WORK INSTRUCTIONS |
All entries below are to be reproduced exactly.

RECORD SET |
=== Section Start ===

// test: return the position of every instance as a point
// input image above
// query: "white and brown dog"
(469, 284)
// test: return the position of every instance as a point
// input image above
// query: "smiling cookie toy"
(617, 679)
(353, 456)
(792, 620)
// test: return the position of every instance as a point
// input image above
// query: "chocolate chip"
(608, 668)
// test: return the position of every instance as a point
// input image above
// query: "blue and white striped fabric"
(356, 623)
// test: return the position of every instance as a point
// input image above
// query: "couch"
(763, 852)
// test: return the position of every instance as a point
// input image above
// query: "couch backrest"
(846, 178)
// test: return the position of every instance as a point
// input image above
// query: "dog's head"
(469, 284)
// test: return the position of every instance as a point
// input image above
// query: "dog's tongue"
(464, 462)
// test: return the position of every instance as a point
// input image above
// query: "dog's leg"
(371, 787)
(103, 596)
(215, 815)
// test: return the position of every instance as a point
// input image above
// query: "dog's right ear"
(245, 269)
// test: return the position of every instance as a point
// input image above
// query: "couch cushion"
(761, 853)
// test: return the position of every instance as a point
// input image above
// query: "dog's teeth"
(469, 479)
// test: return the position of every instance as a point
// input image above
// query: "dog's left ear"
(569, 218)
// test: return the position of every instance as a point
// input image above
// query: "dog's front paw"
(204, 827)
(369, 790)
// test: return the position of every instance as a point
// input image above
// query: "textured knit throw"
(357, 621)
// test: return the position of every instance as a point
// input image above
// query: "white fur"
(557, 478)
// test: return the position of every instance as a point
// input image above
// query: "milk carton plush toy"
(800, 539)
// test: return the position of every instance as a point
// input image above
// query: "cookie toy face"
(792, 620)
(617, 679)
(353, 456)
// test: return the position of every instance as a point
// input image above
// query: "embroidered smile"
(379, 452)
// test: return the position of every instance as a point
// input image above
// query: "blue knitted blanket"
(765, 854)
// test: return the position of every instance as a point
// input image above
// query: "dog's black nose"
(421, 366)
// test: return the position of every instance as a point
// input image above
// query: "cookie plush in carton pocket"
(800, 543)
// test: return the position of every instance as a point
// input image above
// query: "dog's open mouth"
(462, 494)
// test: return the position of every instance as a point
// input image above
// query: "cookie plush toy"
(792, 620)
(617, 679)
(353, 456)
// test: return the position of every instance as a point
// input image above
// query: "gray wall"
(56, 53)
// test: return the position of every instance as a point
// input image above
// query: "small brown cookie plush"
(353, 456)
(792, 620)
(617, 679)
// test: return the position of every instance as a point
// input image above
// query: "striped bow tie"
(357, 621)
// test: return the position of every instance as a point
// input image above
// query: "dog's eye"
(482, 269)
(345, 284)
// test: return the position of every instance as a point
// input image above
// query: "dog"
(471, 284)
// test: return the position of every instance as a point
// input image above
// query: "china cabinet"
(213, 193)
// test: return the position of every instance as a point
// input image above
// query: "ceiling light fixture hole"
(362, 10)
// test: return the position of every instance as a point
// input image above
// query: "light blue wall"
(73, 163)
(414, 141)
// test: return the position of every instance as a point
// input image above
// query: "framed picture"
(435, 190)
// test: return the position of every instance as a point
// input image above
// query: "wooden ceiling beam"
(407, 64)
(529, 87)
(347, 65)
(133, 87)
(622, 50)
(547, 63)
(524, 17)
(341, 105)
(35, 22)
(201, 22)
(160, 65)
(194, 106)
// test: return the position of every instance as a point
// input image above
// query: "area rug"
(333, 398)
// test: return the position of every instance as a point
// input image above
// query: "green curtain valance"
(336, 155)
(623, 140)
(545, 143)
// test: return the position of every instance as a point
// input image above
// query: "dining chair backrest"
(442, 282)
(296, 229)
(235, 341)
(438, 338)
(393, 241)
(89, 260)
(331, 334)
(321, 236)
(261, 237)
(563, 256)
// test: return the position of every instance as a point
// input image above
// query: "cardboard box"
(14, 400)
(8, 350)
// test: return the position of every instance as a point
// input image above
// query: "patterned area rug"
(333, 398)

=== Section End ===

RESULT BELOW |
// test: return the position of every instance as a point
// input image above
// query: "white and brown dog"
(469, 284)
// test: return the position of every instance as a point
// input image above
// query: "smiling cookie toy"
(617, 679)
(353, 456)
(792, 620)
// test: return the position of every instance as a point
// input image above
// query: "chocolate chip"
(608, 668)
// test: return the position of every instance as a point
// input image above
// query: "blue and white striped fabric"
(356, 623)
// test: return the position of every instance as a point
// input image above
// query: "couch"
(763, 852)
// test: return the position of every instance as a point
// input image above
// query: "couch backrest"
(846, 178)
// test: return the position of every instance as a point
// input image above
// query: "dog's head"
(469, 284)
// test: return the position of every instance as a point
// input image above
// query: "dog's tongue"
(464, 462)
// test: return the position of every instance as a point
// input image above
// query: "dog's leg"
(371, 787)
(103, 596)
(215, 815)
// test: return the position of every instance as a point
// input image above
// query: "dog's right ear"
(245, 269)
// test: return the position of every instance as a point
// input image above
// query: "couch cushion"
(761, 853)
// test: return the position of every instance as a point
// input image above
// query: "dog's teeth"
(469, 479)
// test: return the position of every instance as a point
// input image above
// query: "dog's left ear"
(569, 218)
// test: return the position of every instance as a point
// input image above
// query: "dog's front paw"
(204, 827)
(369, 790)
// test: return the position of every instance as a point
// input image above
// query: "textured knit throw"
(357, 621)
// test: return the position of every instance as a point
// input image above
// query: "white fur"
(557, 478)
// test: return the position of every instance as a point
// input image above
// query: "milk carton plush toy"
(800, 539)
// test: return the position of every instance as a point
// input image above
// query: "cookie toy face"
(792, 620)
(617, 679)
(353, 456)
// test: return the position of every instance as a point
// input image above
// query: "embroidered smile"
(379, 452)
// test: return the position of every instance as a point
// input image above
// query: "blue knitted blanket"
(765, 854)
// test: return the position of every instance as a point
// input image above
// query: "dog's black nose"
(421, 366)
// test: return the position of every instance as a point
// input image above
// query: "cookie plush in carton pocket"
(800, 543)
// test: return the position of every instance as a point
// input image above
// query: "dog's open mouth"
(462, 494)
// test: return the position of every instance as a point
// input image above
// query: "cookie plush toy"
(792, 620)
(617, 679)
(353, 456)
// test: return the position of every instance as a point
// input image above
// query: "gray wall"
(56, 53)
// test: return the position of every instance as a point
// input image above
// query: "small brown cookie plush"
(353, 456)
(792, 620)
(617, 679)
// test: return the position of every instance as a point
// input image above
// query: "striped bow tie"
(357, 621)
// test: return the position of every instance as a point
// input image above
// query: "dog's eye"
(482, 269)
(345, 284)
// test: return the position of every instance as a point
// input image above
// query: "dog"
(471, 284)
// test: return the position of every instance as a point
// input image above
// query: "china cabinet"
(213, 193)
// test: return the position of every instance as a point
// input image above
// query: "ceiling light fixture hole"
(362, 10)
// test: return the position of every instance as a point
// input image above
// query: "light blue wall"
(73, 163)
(414, 141)
// test: return the position of every instance as a point
// input image above
// query: "framed picture"
(435, 190)
// test: return the position of every instance as a point
// input image above
// query: "wooden ceiling beam"
(407, 64)
(529, 87)
(347, 65)
(133, 87)
(622, 50)
(547, 63)
(524, 17)
(341, 105)
(35, 22)
(201, 22)
(160, 65)
(194, 106)
// test: return the position of every instance as a point
// input image above
// query: "area rug"
(333, 398)
// test: return the position of every instance as a point
// input image above
// query: "green curtain valance"
(336, 155)
(623, 140)
(545, 143)
// test: return the position of every instance as a point
// input image above
// query: "dining chair backrest"
(442, 282)
(296, 229)
(235, 341)
(438, 338)
(393, 241)
(89, 260)
(331, 334)
(321, 236)
(261, 237)
(563, 256)
// test: return the position of every instance as a point
// input image above
// query: "cardboard box"
(14, 400)
(8, 350)
// test: return the position of every instance as a point
// input image above
// query: "patterned area rug"
(333, 398)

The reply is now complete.